QUOTED TEXT:
..............................

Let us consider buying a house. You want the house to be just right, even dreamed it may be. However, in the buying of the house there are these three stipulations:
Where is it?
Inclusion let’s you know there is something else yet beyond your grasp. There is something else to be sought after, worked for and to aspire. In short order, inclusion opens the door for consideration and opportunities. Without inclusion, there cannot be room for progress, mobility or consideration for future endeavors.
Can you have it?
Let’s say you have found your house. You have your money saved, realtor picked out, and even have the new carpet picked out. The realtor you chose tells you that you cannot have it, even though you have all the criteria met, just like everyone else. What gives?
Equality says and demonstrates by virtue of my existence, I am just as a good as anyone else can be. I am worthy of all good things, I am entitled to all things worked for. Despite race or economic status, I can have what I desire of this life because I am worthy to have them.

..............................

DATA PROVIDED:

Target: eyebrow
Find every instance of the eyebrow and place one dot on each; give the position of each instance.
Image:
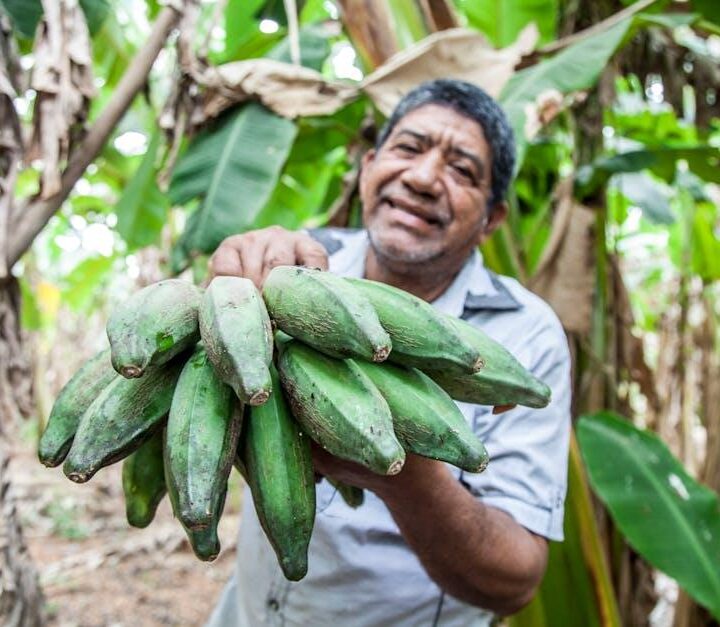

..............................

JOBS:
1. According to the house-buying text, what opens the door for consideration and opportunities?
2. Give again the part of the house-buying text starting with "Inclusion let’s you" and going on through "you have it?".
3. List everything the house-buying text says there cannot be room for without inclusion.
The material is not needed for anything here.

SOLUTIONS BELOW:
1. Inclusion

2.
Inclusion let’s you know there is something else yet beyond your grasp. There is something else to be sought after, worked for and to aspire. In short order, inclusion opens the door for consideration and opportunities. Without inclusion, there cannot be room for progress, mobility or consideration for future endeavors.
Can you have it?

3.
- progress
- mobility
- consideration for future endeavors